(Dataset excerpts on object pointing)

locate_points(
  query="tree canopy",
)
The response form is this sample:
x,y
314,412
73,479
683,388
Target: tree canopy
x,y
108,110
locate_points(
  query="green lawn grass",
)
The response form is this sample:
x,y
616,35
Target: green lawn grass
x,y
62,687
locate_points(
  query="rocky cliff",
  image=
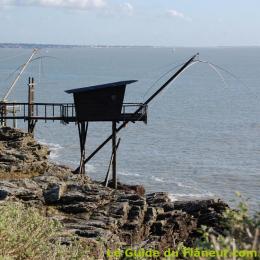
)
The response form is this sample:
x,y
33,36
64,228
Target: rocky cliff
x,y
106,218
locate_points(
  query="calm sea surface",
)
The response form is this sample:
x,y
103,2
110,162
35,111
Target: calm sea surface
x,y
202,137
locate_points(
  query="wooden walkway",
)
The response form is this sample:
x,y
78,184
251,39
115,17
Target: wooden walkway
x,y
64,112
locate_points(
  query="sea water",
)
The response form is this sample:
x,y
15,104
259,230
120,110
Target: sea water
x,y
203,133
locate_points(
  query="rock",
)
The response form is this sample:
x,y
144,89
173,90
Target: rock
x,y
53,192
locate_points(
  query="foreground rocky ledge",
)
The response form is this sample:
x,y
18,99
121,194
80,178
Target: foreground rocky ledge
x,y
107,218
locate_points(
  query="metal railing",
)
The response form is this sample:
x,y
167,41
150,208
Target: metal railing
x,y
56,111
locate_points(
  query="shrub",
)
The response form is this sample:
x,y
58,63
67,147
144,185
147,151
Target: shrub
x,y
241,232
26,234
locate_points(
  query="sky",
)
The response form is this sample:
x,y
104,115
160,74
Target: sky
x,y
131,22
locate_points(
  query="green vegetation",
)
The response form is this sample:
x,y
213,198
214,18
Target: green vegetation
x,y
240,234
26,234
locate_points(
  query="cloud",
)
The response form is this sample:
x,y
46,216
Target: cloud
x,y
175,13
74,4
127,8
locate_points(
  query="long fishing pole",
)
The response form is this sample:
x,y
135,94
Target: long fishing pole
x,y
141,107
19,75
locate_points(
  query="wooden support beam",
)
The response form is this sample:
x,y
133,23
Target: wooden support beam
x,y
110,162
83,129
31,122
114,175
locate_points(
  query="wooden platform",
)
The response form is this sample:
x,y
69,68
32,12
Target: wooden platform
x,y
64,112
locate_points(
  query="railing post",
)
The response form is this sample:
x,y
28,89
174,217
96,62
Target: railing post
x,y
3,113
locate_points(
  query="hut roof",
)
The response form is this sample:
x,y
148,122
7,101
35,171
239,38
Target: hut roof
x,y
97,87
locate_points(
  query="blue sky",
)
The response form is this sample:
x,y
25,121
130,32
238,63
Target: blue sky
x,y
131,22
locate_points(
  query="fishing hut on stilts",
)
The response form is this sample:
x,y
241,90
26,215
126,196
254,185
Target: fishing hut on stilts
x,y
100,103
104,103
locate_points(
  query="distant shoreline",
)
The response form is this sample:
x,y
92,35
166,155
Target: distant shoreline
x,y
66,46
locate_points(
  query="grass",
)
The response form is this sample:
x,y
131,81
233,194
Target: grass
x,y
26,234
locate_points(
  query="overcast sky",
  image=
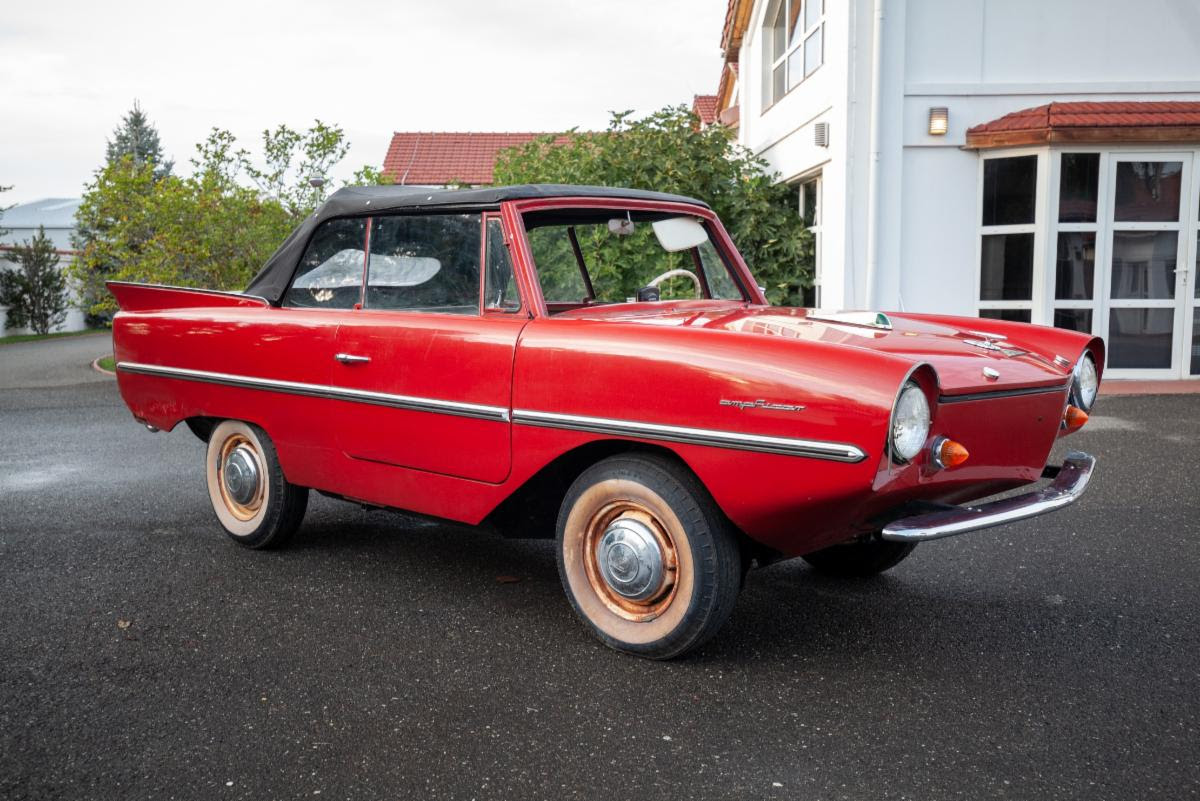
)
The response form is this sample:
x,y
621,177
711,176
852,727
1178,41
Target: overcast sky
x,y
69,71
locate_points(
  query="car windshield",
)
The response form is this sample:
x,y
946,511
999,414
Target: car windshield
x,y
603,256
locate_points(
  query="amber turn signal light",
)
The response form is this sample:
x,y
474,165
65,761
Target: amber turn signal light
x,y
948,453
1074,419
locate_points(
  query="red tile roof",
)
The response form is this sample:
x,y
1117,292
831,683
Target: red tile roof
x,y
1092,121
438,158
705,107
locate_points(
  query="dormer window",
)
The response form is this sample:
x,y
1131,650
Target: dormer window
x,y
793,46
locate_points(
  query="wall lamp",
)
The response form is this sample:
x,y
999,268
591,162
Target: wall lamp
x,y
939,121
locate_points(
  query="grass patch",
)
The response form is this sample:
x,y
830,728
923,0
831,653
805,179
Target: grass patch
x,y
35,337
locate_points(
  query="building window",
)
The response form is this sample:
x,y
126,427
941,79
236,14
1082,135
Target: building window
x,y
1008,234
793,46
810,211
1074,287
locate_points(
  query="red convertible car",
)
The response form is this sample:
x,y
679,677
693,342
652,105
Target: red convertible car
x,y
599,366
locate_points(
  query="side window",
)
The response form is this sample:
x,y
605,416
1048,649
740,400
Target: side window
x,y
501,290
558,270
330,271
425,263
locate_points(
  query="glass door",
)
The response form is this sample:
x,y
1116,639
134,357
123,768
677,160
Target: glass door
x,y
1191,291
1145,279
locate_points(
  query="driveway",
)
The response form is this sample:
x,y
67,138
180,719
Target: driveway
x,y
143,655
64,361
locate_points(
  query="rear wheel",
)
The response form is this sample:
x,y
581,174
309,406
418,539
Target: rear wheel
x,y
255,503
859,559
647,559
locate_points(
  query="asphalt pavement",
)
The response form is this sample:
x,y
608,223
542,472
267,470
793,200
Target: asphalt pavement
x,y
143,655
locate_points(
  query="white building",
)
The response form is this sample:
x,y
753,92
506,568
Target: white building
x,y
898,121
57,216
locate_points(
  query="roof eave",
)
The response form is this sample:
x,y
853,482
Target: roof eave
x,y
1083,136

- INSTRUCTIONS FOR THE TASK
From the listing above, pull out every line that contains the word "tile".

- IN RESPONSE
  query="red tile roof",
Target: red tile roof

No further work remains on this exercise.